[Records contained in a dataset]
● ● ●

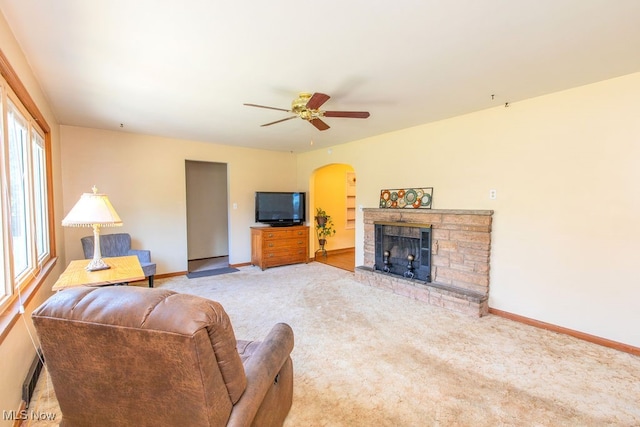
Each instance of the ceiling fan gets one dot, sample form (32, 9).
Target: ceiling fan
(306, 106)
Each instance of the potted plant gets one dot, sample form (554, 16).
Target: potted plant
(324, 228)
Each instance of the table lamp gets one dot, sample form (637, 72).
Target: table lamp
(93, 210)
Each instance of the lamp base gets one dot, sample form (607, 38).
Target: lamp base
(97, 265)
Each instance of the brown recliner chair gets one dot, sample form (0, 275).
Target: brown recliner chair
(124, 356)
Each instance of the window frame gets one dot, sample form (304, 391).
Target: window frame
(23, 290)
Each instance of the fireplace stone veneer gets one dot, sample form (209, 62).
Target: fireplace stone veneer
(460, 251)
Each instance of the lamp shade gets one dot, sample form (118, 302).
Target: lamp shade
(92, 209)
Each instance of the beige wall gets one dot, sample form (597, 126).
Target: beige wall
(17, 350)
(144, 177)
(565, 167)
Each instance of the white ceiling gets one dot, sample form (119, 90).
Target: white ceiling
(184, 69)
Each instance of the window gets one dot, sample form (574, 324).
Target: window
(25, 239)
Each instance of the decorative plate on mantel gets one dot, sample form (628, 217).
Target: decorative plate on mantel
(407, 198)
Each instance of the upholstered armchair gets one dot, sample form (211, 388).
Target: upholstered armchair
(132, 356)
(119, 244)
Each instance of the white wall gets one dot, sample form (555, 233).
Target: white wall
(144, 177)
(566, 238)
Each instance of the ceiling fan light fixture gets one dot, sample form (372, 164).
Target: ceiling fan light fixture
(307, 107)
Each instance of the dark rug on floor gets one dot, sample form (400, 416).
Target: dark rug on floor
(213, 272)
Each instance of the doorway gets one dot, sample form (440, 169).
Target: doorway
(207, 215)
(333, 188)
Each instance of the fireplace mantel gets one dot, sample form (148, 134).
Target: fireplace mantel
(461, 250)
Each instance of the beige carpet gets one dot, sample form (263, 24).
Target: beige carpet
(366, 357)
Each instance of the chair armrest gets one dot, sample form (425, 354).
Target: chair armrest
(142, 254)
(261, 369)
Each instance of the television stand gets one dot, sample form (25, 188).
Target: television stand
(275, 246)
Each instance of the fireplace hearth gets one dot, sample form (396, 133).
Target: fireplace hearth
(450, 250)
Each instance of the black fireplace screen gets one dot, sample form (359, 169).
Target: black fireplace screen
(404, 250)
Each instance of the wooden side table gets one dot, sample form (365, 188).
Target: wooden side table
(123, 269)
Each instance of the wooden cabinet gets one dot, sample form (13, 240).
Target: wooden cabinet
(273, 246)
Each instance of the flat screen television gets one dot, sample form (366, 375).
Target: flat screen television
(280, 208)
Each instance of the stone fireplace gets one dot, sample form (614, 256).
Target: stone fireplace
(449, 250)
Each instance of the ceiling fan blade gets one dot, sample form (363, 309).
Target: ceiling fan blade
(278, 121)
(317, 100)
(270, 108)
(319, 124)
(349, 114)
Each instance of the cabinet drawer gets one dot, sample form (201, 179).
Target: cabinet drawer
(285, 243)
(284, 233)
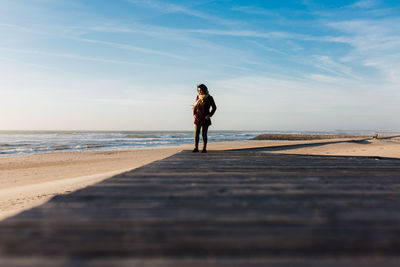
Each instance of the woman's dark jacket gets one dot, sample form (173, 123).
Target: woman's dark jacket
(203, 109)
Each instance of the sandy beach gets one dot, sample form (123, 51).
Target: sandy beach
(27, 181)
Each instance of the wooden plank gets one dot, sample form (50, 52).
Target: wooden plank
(221, 205)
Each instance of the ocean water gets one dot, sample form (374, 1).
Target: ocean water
(13, 143)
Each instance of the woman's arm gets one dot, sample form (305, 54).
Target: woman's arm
(213, 107)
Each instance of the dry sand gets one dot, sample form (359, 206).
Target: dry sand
(27, 181)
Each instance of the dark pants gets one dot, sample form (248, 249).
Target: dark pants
(197, 129)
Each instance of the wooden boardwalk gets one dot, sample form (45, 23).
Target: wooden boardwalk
(223, 208)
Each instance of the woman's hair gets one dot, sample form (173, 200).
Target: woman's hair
(203, 88)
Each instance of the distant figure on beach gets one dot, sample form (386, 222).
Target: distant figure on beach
(202, 115)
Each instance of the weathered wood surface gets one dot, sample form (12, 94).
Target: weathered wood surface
(223, 208)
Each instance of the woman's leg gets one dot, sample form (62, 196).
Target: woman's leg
(196, 137)
(204, 134)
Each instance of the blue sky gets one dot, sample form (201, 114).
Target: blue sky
(134, 65)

● ● ●

## [Required work]
Set down every entry above again exactly, dropping each picture.

## [The completed task]
Each instance of the ceiling fan gets one dot, sample form (32, 9).
Target: ceiling fan
(306, 106)
Each instance of the potted plant gets one dot, sample form (554, 16).
Target: potted plant
(324, 228)
Each instance of the table lamp gets one dot, sample form (637, 72).
Target: table lamp
(93, 210)
Each instance of the lamp base gets one dot, sample form (607, 38).
Target: lamp base
(97, 265)
Each instance of the brown recliner chair gets one dot, sample form (0, 275).
Target: brown recliner chair
(124, 356)
Each instance of the window frame gets one dot, sample form (304, 391).
Target: window frame
(23, 290)
Each instance of the fireplace stone veneer gets one dot, sample form (209, 62).
Target: fireplace stone veneer
(460, 251)
Each instance of the lamp shade gets one dot, sample form (118, 302).
Target: lamp shade
(92, 209)
Each instance of the beige wall gets one dot, sample form (597, 126).
Target: beige wall
(17, 350)
(144, 177)
(565, 167)
Each instance of the white ceiling gets one dot, sample form (119, 90).
Target: white ceiling
(184, 69)
Each instance of the window gets one dot, sample form (574, 324).
Target: window
(25, 239)
Each instance of the decorative plate on mantel gets one dot, sample form (628, 217).
Target: decorative plate on mantel
(407, 198)
Each instance of the upholstered armchair gets one dot, sample form (211, 388).
Target: upholstered armchair
(132, 356)
(119, 244)
Each instance of the white wall gets one dot, sample form (555, 233).
Target: white wall
(144, 177)
(566, 238)
Each instance of the ceiling fan light fixture gets one dot, sample form (372, 164).
Target: ceiling fan light fixture
(307, 107)
Each instance of the dark rug on floor gets one dot, sample form (400, 416).
Target: dark rug on floor
(213, 272)
Each instance of the doorway gets one dot, sample form (440, 169).
Target: doorway
(207, 215)
(333, 188)
Each instance of the fireplace mantel gets one dot, sample form (148, 134).
Target: fireplace mantel
(461, 250)
Each instance of the beige carpet gets one dot, sample form (263, 24).
Target: beige carpet
(366, 357)
Each instance of the chair armrest gets one dot, sample form (425, 354).
Target: chair armrest
(142, 254)
(261, 369)
Each instance of the television stand gets one dot, sample form (25, 188).
Target: television stand
(275, 246)
Each instance of the fireplace hearth gets one dot, sample form (396, 133).
Target: fireplace hearth
(450, 250)
Each instance of the black fireplace screen gets one dot, sample form (359, 169).
Target: black fireplace screen
(404, 250)
Each instance of the wooden side table gets one dot, sample form (365, 188).
Target: wooden side table
(123, 269)
Each instance of the wooden cabinet gets one dot, sample form (13, 240).
Target: wooden cabinet
(273, 246)
Each instance of the flat screen television gets one dot, sample form (366, 375).
Target: flat screen television
(280, 208)
Each instance of the stone fireplace gets one dot, sample form (614, 256).
Target: stone fireplace
(449, 250)
Each instance of the ceiling fan blade gets one dot, sample form (363, 309).
Target: ceiling fan blade
(278, 121)
(317, 100)
(270, 108)
(319, 124)
(349, 114)
Each instance of the cabinet drawer gets one dot, sample form (201, 179).
Target: cabinet drawer
(285, 243)
(284, 233)
Each instance of the woman's dark jacket gets one dot, sample form (173, 123).
Target: woman's dark jacket
(203, 109)
Each instance of the sandy beach gets one dot, sample form (123, 51).
Target: sandy beach
(27, 181)
Each instance of the wooden plank gets one dot, sample form (50, 52).
Target: wooden plank
(221, 205)
Each instance of the ocean water gets one dot, sample form (374, 1).
Target: ocean water
(13, 143)
Each instance of the woman's arm gets one dot, sample form (305, 54).
Target: woman's arm
(213, 107)
Each instance of the dry sand gets one dot, sample form (359, 206).
Target: dry sand
(27, 181)
Each instance of the dark pants gets one dot, sample form (248, 249).
Target: dark pants
(197, 129)
Each instance of the wooden boardwalk gets one dot, sample form (45, 23).
Target: wooden boardwalk
(223, 208)
Each instance of the woman's hair gets one dot, sample form (173, 200).
Target: woman's hair
(203, 88)
Each instance of the distant figure on beach gets one dot, sample form (386, 222).
Target: distant figure on beach
(202, 115)
Each instance of the weathered wood surface gets one dot, sample form (12, 94).
Target: weathered wood surface
(223, 208)
Each instance of the woman's leg gets one dot, sample form (62, 196).
Target: woman's leg
(196, 137)
(204, 134)
Each instance of the blue sky gets one dot, sample form (201, 114).
Target: blue sky
(134, 65)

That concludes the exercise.